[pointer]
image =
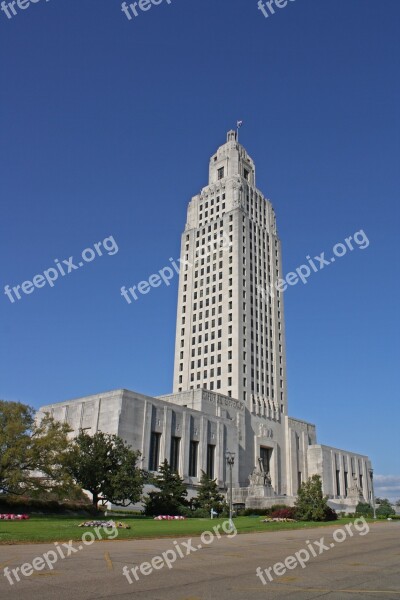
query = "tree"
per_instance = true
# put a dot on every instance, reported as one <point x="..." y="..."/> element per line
<point x="385" y="509"/>
<point x="107" y="467"/>
<point x="311" y="504"/>
<point x="208" y="496"/>
<point x="364" y="509"/>
<point x="170" y="498"/>
<point x="31" y="452"/>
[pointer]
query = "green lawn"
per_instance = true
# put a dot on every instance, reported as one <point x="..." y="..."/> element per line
<point x="58" y="528"/>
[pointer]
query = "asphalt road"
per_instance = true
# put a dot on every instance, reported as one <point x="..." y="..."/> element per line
<point x="340" y="566"/>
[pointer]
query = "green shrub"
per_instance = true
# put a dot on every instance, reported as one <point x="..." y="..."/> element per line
<point x="363" y="509"/>
<point x="311" y="504"/>
<point x="384" y="511"/>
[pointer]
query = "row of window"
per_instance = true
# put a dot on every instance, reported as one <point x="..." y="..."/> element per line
<point x="175" y="455"/>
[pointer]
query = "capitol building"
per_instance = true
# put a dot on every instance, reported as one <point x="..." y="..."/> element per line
<point x="229" y="387"/>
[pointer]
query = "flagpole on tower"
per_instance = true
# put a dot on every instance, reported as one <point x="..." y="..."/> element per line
<point x="238" y="126"/>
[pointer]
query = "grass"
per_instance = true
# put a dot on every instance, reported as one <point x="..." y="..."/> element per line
<point x="40" y="529"/>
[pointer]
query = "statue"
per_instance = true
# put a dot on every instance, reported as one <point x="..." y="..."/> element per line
<point x="259" y="477"/>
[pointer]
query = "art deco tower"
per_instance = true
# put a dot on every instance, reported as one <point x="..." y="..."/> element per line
<point x="230" y="322"/>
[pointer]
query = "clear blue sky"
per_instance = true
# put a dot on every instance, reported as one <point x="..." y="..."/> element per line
<point x="106" y="129"/>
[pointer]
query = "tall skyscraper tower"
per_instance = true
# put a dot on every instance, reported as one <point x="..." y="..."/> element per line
<point x="230" y="321"/>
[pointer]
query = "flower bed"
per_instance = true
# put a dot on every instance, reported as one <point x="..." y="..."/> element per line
<point x="106" y="524"/>
<point x="169" y="518"/>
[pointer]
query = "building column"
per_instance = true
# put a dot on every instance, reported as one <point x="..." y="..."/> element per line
<point x="185" y="445"/>
<point x="167" y="424"/>
<point x="146" y="433"/>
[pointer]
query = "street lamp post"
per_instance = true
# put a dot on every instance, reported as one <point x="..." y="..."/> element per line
<point x="230" y="459"/>
<point x="371" y="474"/>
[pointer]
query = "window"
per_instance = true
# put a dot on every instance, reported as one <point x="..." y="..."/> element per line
<point x="193" y="454"/>
<point x="265" y="455"/>
<point x="210" y="460"/>
<point x="154" y="459"/>
<point x="174" y="455"/>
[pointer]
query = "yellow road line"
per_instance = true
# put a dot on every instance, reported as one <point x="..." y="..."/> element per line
<point x="108" y="561"/>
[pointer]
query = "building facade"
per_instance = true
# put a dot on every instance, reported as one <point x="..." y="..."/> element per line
<point x="229" y="389"/>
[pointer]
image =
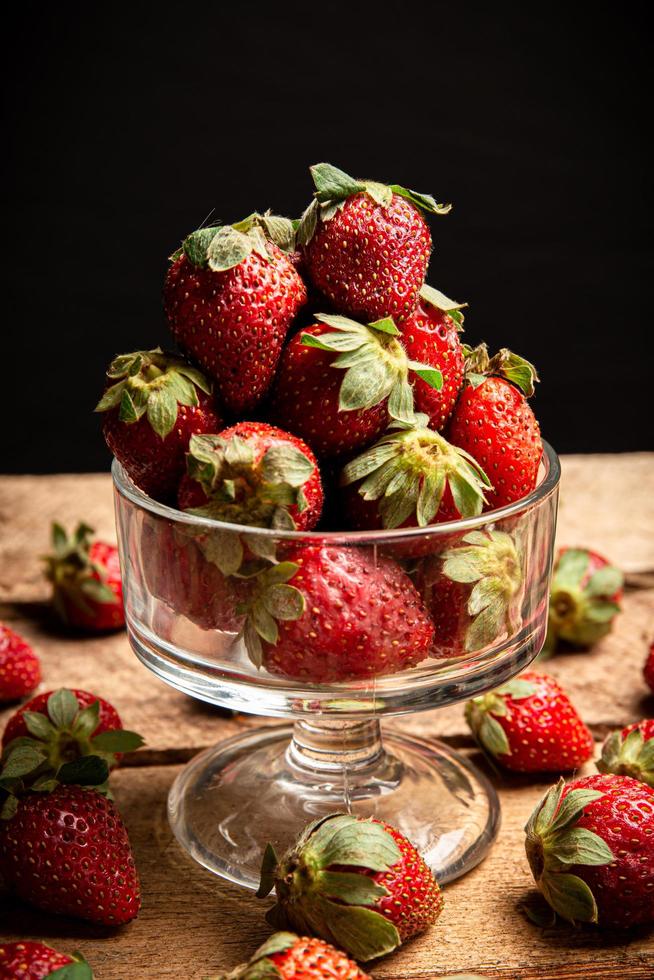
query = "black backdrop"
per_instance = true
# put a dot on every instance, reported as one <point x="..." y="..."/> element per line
<point x="128" y="123"/>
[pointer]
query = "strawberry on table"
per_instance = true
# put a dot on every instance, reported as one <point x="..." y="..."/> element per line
<point x="27" y="960"/>
<point x="87" y="588"/>
<point x="20" y="668"/>
<point x="366" y="245"/>
<point x="530" y="725"/>
<point x="154" y="402"/>
<point x="494" y="422"/>
<point x="590" y="845"/>
<point x="630" y="752"/>
<point x="231" y="295"/>
<point x="585" y="598"/>
<point x="356" y="882"/>
<point x="66" y="724"/>
<point x="473" y="591"/>
<point x="329" y="614"/>
<point x="252" y="473"/>
<point x="290" y="957"/>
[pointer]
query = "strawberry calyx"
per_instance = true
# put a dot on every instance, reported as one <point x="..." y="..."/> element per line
<point x="334" y="187"/>
<point x="630" y="755"/>
<point x="324" y="885"/>
<point x="481" y="714"/>
<point x="243" y="490"/>
<point x="408" y="471"/>
<point x="505" y="364"/>
<point x="74" y="576"/>
<point x="492" y="564"/>
<point x="152" y="384"/>
<point x="375" y="363"/>
<point x="555" y="844"/>
<point x="582" y="607"/>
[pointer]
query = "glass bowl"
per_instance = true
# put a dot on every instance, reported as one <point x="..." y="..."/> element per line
<point x="185" y="620"/>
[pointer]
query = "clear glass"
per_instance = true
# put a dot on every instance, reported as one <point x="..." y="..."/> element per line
<point x="185" y="621"/>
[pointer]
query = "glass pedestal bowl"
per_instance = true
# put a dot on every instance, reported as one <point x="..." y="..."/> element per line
<point x="185" y="619"/>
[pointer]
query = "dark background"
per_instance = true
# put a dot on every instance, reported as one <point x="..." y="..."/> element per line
<point x="126" y="124"/>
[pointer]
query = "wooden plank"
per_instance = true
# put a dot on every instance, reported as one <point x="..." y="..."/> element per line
<point x="193" y="924"/>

■ ■ ■ ■ ■

WHAT THE TASK ASKS »
Drop the images and copy all the data exactly.

ANSWER AREA »
[pointer]
image =
query = "tree"
per_instance = true
# put a dot on every instance, reported as one <point x="..." y="..."/> element per line
<point x="385" y="509"/>
<point x="107" y="467"/>
<point x="311" y="504"/>
<point x="208" y="496"/>
<point x="364" y="509"/>
<point x="170" y="498"/>
<point x="31" y="452"/>
[pointer]
query = "green lawn"
per_instance = true
# put a dot on every instance, reported as one <point x="..." y="..."/> element per line
<point x="58" y="528"/>
[pointer]
query = "asphalt road"
per_instance = true
# put a dot on every instance, reported as one <point x="..." y="..."/> element per line
<point x="340" y="566"/>
[pointer]
query = "green shrub"
per_instance = true
# put a dot on every instance, reported as one <point x="..." y="..."/> element per line
<point x="363" y="509"/>
<point x="311" y="504"/>
<point x="384" y="511"/>
[pointer]
query = "row of window"
per_instance = true
# put a dot on every instance, reported as one <point x="..." y="..."/> element per line
<point x="175" y="455"/>
[pointer]
query = "capitol building"
per_instance = true
# put a dot on every instance, reported as one <point x="..." y="..."/> element per line
<point x="229" y="387"/>
[pointer]
query = "flagpole on tower"
per_instance = true
# put a dot on every instance, reported as one <point x="..." y="..."/> element per line
<point x="238" y="126"/>
[pointer]
query = "grass"
per_instance = true
# put a dot on every instance, reported as one <point x="..." y="..."/> element per line
<point x="40" y="529"/>
[pointer]
query = "statue"
per_instance = true
# put a dot on every instance, reported as one <point x="..." y="..."/> element per line
<point x="259" y="477"/>
[pointer]
query = "art deco tower"
per_instance = true
# put a dot on every instance, reported as one <point x="..." y="..."/> element per line
<point x="230" y="322"/>
[pointer]
query = "clear blue sky"
per_instance = true
# put a dot on every instance, reported as one <point x="..." y="..."/> element per line
<point x="106" y="129"/>
[pointer]
query = "tall skyscraper tower"
per_instance = true
# put a dot on every instance, reported as one <point x="..." y="..."/> element per line
<point x="230" y="321"/>
[pointer]
query = "flower bed"
per_instance = true
# put a dot on every instance, reported as one <point x="..." y="..."/> element per line
<point x="106" y="524"/>
<point x="169" y="518"/>
[pointer]
query = "building column"
per_instance = true
# put a dot on every instance, reported as one <point x="..." y="..."/> element per line
<point x="185" y="445"/>
<point x="167" y="424"/>
<point x="146" y="433"/>
[pointer]
query = "street lamp post"
per_instance = true
# put a dot on every instance, reported as one <point x="..." y="..."/> element per line
<point x="230" y="459"/>
<point x="371" y="474"/>
[pointer]
query = "window"
per_instance = true
# put a dot on every instance, reported as one <point x="..." y="..."/> element per line
<point x="193" y="454"/>
<point x="265" y="455"/>
<point x="210" y="460"/>
<point x="154" y="459"/>
<point x="174" y="455"/>
[pointer]
query = "yellow road line"
per_instance = true
# put a dot on every instance, reported as one <point x="..." y="..."/> element per line
<point x="108" y="561"/>
[pointer]
query = "building facade"
per_instance = true
# put a dot on every instance, reported as one <point x="..." y="..."/> element per line
<point x="229" y="389"/>
[pointer]
image =
query = "black backdrop"
per_instance = true
# put a dot on every instance, reported as one <point x="..." y="..."/> element per line
<point x="128" y="123"/>
[pointer]
query = "strawberry on table"
per_instance = true
# put a dot on every instance, reported as one <point x="..." y="..."/> element per line
<point x="27" y="960"/>
<point x="87" y="588"/>
<point x="20" y="668"/>
<point x="366" y="245"/>
<point x="530" y="725"/>
<point x="154" y="402"/>
<point x="494" y="422"/>
<point x="590" y="845"/>
<point x="630" y="752"/>
<point x="231" y="295"/>
<point x="585" y="598"/>
<point x="356" y="882"/>
<point x="66" y="724"/>
<point x="473" y="591"/>
<point x="329" y="614"/>
<point x="252" y="473"/>
<point x="290" y="957"/>
[pointer]
query = "strawberry calyx"
per_instance = true
# put a dot on every instance, reported as one <point x="..." y="..."/> element per line
<point x="334" y="187"/>
<point x="630" y="755"/>
<point x="324" y="885"/>
<point x="481" y="714"/>
<point x="243" y="490"/>
<point x="408" y="471"/>
<point x="505" y="364"/>
<point x="74" y="576"/>
<point x="492" y="564"/>
<point x="152" y="384"/>
<point x="375" y="363"/>
<point x="555" y="844"/>
<point x="582" y="607"/>
[pointer]
query = "glass bowl"
per_instance = true
# put a dot on every instance, reported as one <point x="..." y="..."/> element per line
<point x="185" y="620"/>
[pointer]
query = "clear glass"
per_instance = true
# put a dot on every instance, reported as one <point x="..." y="..."/> element per line
<point x="185" y="621"/>
[pointer]
query = "glass pedestal bowl"
per_instance = true
# put a dot on every instance, reported as one <point x="..." y="..."/> element per line
<point x="185" y="619"/>
[pointer]
query = "dark background"
per_instance = true
# put a dot on every instance, reported as one <point x="..." y="..."/> element per line
<point x="126" y="124"/>
[pointer]
query = "wooden plank"
per_instance = true
# put a dot on every instance, reported as one <point x="..." y="..."/> element per line
<point x="193" y="924"/>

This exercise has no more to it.